> PROBLEM TO SOLVE:
Reproduce the data below line for line, without any changes.

Stored records:
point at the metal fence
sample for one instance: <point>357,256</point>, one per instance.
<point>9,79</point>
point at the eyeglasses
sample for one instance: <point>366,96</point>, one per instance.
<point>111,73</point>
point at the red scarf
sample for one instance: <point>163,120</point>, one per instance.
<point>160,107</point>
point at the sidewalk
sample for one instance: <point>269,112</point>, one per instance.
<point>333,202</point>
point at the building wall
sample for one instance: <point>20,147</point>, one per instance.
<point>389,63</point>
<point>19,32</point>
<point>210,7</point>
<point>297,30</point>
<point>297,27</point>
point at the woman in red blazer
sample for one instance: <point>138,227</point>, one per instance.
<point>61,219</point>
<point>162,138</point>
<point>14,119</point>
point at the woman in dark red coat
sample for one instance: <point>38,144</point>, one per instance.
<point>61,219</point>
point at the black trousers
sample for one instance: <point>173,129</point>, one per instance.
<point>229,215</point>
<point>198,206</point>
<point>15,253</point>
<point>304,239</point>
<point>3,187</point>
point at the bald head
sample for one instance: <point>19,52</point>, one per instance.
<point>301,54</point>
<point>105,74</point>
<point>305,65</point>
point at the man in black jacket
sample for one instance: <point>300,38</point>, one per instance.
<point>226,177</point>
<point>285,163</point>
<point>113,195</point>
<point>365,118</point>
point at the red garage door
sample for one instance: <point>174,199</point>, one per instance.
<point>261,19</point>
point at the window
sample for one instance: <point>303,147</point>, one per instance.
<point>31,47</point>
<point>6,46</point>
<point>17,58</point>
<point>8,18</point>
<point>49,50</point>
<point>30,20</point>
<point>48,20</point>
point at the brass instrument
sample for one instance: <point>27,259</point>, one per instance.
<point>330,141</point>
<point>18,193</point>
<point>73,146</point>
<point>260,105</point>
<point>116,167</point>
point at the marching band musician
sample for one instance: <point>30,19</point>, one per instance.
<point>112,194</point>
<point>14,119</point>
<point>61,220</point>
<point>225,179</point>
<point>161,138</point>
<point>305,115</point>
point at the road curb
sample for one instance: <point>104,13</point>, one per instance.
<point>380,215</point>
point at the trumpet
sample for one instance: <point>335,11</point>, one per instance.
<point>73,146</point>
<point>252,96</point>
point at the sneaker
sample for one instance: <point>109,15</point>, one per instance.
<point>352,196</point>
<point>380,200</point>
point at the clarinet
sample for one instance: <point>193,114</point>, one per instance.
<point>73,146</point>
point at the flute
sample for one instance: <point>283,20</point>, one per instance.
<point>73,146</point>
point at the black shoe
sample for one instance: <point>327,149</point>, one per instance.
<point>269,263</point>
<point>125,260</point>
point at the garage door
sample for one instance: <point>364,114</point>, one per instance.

> SOLUTION BELOW:
point at the metal fence
sample for one instance: <point>357,256</point>, one per instance.
<point>9,79</point>
point at the eyeglasses
sample for one instance: <point>366,96</point>, one per instance.
<point>111,73</point>
point at the red scarf
sample for one instance: <point>163,120</point>, one per instance.
<point>160,107</point>
point at the sidewalk
sample for one instance: <point>269,112</point>, one per instance.
<point>333,202</point>
point at the building wall
sample for one instance: <point>20,147</point>, one per instance.
<point>389,63</point>
<point>19,32</point>
<point>210,7</point>
<point>297,30</point>
<point>297,27</point>
point at the woman in red blazer
sample for one instance: <point>138,227</point>, one per instance.
<point>61,219</point>
<point>162,138</point>
<point>14,119</point>
point at the woman in dark red coat
sample for one instance: <point>38,144</point>, one per instance.
<point>61,219</point>
point at the black trousers
sample for one instance: <point>173,129</point>, one per instance.
<point>229,215</point>
<point>198,206</point>
<point>15,253</point>
<point>304,239</point>
<point>3,187</point>
point at the bald head
sample for one instance: <point>19,52</point>, one per instance.
<point>301,54</point>
<point>105,74</point>
<point>305,65</point>
point at the man in black jacket
sample for one instance: <point>300,38</point>, one per instance.
<point>226,177</point>
<point>285,163</point>
<point>113,195</point>
<point>365,118</point>
point at the red garage door
sample for one instance: <point>174,199</point>, one per instance.
<point>261,19</point>
point at the window
sample for one instance: <point>303,147</point>, one per instance.
<point>31,47</point>
<point>6,46</point>
<point>17,58</point>
<point>8,18</point>
<point>49,50</point>
<point>30,20</point>
<point>48,20</point>
point at the brass instrument
sample for one instance: <point>27,259</point>, one per instance.
<point>330,141</point>
<point>18,193</point>
<point>73,146</point>
<point>260,105</point>
<point>116,167</point>
point at the marching band musician
sample for one instance: <point>30,19</point>, one per instance.
<point>112,194</point>
<point>14,119</point>
<point>61,220</point>
<point>225,179</point>
<point>161,138</point>
<point>305,115</point>
point at the road curb
sample for one instance: <point>104,13</point>, one per instance.
<point>380,215</point>
point at the trumpet
sample for one instance: <point>335,11</point>, one per instance.
<point>73,146</point>
<point>252,96</point>
point at the sneaker
sample for one instance: <point>109,15</point>, one per instance.
<point>352,196</point>
<point>380,200</point>
point at the clarinet
sample for one instance: <point>193,114</point>, one per instance.
<point>73,146</point>
point at the flute
sample for one instance: <point>283,20</point>, one per instance.
<point>73,146</point>
point at the black shoe
sample for one instance: <point>327,149</point>, one per instance.
<point>269,263</point>
<point>125,260</point>
point at the garage door
sample for one instance: <point>364,114</point>, one per instance.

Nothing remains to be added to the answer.